> [EXERCISE] Copy every line of the data below without changing a single character.

> [EXERCISE INPUT]
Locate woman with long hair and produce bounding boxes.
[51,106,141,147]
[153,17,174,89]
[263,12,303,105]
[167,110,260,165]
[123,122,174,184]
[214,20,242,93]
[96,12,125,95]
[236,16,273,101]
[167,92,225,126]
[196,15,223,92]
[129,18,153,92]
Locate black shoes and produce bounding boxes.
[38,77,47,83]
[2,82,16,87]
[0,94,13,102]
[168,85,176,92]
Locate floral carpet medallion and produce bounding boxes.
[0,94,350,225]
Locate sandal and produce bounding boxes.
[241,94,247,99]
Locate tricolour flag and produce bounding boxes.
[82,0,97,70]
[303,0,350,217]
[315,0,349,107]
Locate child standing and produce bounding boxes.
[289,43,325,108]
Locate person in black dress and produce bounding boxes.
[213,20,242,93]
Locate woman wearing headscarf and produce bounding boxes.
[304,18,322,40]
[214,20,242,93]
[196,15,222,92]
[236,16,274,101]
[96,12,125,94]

> [EXPECTED ANSWER]
Locate woman with long hair and produce bounding boxes.
[51,106,141,147]
[153,17,174,89]
[263,12,303,105]
[167,110,260,165]
[123,122,174,184]
[214,20,242,93]
[96,12,125,95]
[236,16,273,101]
[167,92,225,126]
[196,15,223,92]
[129,18,153,92]
Locate black shoes and produce bounding boxes.
[38,77,47,83]
[2,82,16,87]
[0,94,13,102]
[168,85,176,92]
Locate floral carpet medallion and produce bounding boxes.
[0,94,350,225]
Locate sandal and produce bounding boxes.
[241,94,247,99]
Locate tricolour flag and produce bounding boxes.
[82,0,97,70]
[303,0,350,217]
[315,0,349,107]
Locate child standing and produce bounding boxes.
[289,43,325,108]
Locate person in black dress and produce bounding boxes.
[213,20,242,93]
Locate woman wearing headscarf and produce bounding boxes.
[304,18,322,40]
[214,20,242,93]
[196,15,222,92]
[236,16,274,101]
[96,12,125,94]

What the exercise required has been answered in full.